* **TASK DIRECTIONS**:
Print each entry word for word.

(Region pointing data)
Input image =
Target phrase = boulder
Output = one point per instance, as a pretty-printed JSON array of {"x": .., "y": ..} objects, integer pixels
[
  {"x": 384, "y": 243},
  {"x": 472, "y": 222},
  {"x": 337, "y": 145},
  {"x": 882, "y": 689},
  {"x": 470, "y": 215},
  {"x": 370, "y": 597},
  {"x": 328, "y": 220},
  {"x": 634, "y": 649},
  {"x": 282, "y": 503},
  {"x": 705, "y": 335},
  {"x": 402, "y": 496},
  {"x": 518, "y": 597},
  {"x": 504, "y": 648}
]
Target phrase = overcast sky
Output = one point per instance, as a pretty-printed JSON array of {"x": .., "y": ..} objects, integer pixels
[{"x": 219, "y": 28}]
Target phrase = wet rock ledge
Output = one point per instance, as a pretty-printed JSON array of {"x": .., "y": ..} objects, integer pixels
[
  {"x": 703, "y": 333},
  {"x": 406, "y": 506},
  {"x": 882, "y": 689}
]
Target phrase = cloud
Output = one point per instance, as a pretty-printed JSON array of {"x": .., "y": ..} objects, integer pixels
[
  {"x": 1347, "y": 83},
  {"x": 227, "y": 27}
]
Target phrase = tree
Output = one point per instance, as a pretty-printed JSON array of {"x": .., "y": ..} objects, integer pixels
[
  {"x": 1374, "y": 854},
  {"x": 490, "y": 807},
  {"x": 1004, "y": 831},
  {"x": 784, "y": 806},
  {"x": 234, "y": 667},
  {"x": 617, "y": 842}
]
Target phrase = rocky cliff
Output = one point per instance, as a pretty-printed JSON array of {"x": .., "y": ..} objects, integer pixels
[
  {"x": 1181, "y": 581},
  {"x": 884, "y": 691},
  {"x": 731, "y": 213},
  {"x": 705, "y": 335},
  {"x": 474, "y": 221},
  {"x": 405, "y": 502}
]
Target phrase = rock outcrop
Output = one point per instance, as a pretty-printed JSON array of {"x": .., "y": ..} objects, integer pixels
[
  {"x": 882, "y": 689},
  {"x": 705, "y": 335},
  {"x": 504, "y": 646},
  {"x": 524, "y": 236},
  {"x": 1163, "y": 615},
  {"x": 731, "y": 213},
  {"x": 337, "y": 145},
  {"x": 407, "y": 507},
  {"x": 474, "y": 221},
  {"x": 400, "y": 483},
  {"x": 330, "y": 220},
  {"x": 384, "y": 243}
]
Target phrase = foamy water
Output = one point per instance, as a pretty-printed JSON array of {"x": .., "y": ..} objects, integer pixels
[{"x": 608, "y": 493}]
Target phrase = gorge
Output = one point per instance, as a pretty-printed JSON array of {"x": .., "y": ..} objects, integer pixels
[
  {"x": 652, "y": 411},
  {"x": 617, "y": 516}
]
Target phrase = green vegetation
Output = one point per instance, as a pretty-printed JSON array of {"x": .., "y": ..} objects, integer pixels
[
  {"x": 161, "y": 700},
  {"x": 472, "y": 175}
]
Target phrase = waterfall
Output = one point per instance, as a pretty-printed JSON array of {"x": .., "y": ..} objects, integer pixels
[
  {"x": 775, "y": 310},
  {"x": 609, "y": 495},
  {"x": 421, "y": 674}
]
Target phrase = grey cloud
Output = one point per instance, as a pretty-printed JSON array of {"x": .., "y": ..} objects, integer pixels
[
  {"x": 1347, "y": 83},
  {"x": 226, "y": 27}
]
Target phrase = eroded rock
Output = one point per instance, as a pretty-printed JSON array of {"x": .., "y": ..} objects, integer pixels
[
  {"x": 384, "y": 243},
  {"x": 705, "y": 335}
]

* **EXERCISE RESPONSE**:
Input image =
Target phrase = boulder
Output = one point per instance, as a pretty-printed JSON array of {"x": .., "y": ..} objects, integer pixels
[
  {"x": 384, "y": 243},
  {"x": 472, "y": 222},
  {"x": 337, "y": 145},
  {"x": 882, "y": 689},
  {"x": 470, "y": 215},
  {"x": 370, "y": 597},
  {"x": 328, "y": 220},
  {"x": 634, "y": 649},
  {"x": 282, "y": 503},
  {"x": 705, "y": 335},
  {"x": 402, "y": 496},
  {"x": 518, "y": 597},
  {"x": 504, "y": 648}
]
Target phrase = overcast sky
Output = one point per instance, as a pretty-printed JSON array of {"x": .., "y": ..} objects, integer pixels
[{"x": 219, "y": 28}]
Target phrase = wet rock ledge
Output = one point per instance, as a pretty-printed JSON array of {"x": .., "y": ..} objects, integer pixels
[
  {"x": 703, "y": 333},
  {"x": 406, "y": 506},
  {"x": 882, "y": 689}
]
Target phrase = cloud
Output = one point per instance, as a pretty-printed JSON array of {"x": .., "y": ..} objects, integer pixels
[
  {"x": 1347, "y": 83},
  {"x": 227, "y": 27}
]
Target phrase = tree
Output = one point per instance, as a pretty-printed JSON array of {"x": .., "y": ..} objects, integer pixels
[
  {"x": 1374, "y": 854},
  {"x": 490, "y": 807},
  {"x": 1004, "y": 831},
  {"x": 784, "y": 806},
  {"x": 234, "y": 667},
  {"x": 617, "y": 842}
]
Target phrase = rocky cliff
Output = one point per instance, as a pretty-printed JSON array of {"x": .., "y": ..} objects, integer pixels
[
  {"x": 1181, "y": 581},
  {"x": 884, "y": 691},
  {"x": 731, "y": 213},
  {"x": 705, "y": 335},
  {"x": 474, "y": 221},
  {"x": 405, "y": 502}
]
Target phrase = rock outcrop
Output = one point per instance, as a pretty-printed JSON array of {"x": .., "y": ..} objects, integer pixels
[
  {"x": 882, "y": 689},
  {"x": 705, "y": 335},
  {"x": 504, "y": 646},
  {"x": 524, "y": 236},
  {"x": 1163, "y": 615},
  {"x": 731, "y": 213},
  {"x": 337, "y": 145},
  {"x": 407, "y": 507},
  {"x": 474, "y": 221},
  {"x": 400, "y": 483},
  {"x": 330, "y": 220},
  {"x": 384, "y": 243}
]
Target phrase = foamy water
Output = one point per instance, as a pretty-printed JSON array of {"x": .., "y": ..} objects, integer pixels
[{"x": 608, "y": 493}]
Target phrase = gorge
Output = one point per instance, as a pretty-printed JSON array of {"x": .., "y": ..} objects, integer pixels
[
  {"x": 652, "y": 411},
  {"x": 617, "y": 516}
]
Target phrase = green vegetation
Output = one point per instance, as a pretty-printed JSON array of {"x": .., "y": ..} objects, integer pixels
[
  {"x": 161, "y": 700},
  {"x": 472, "y": 175}
]
Target phrase = waterfall
Output = one point per instance, as a pretty-printed JSON array of {"x": .., "y": ..} objects, integer pixels
[
  {"x": 775, "y": 310},
  {"x": 609, "y": 495},
  {"x": 421, "y": 674}
]
Target phrase = grey cloud
Output = one point per instance, as a pretty-printed JSON array of {"x": .., "y": ..} objects, integer pixels
[
  {"x": 1347, "y": 83},
  {"x": 226, "y": 27}
]
Target phrase = eroded rock
Output = one point per instance, as a pretty-printed JSON array of {"x": .., "y": ..} objects, integer pixels
[
  {"x": 384, "y": 243},
  {"x": 705, "y": 335}
]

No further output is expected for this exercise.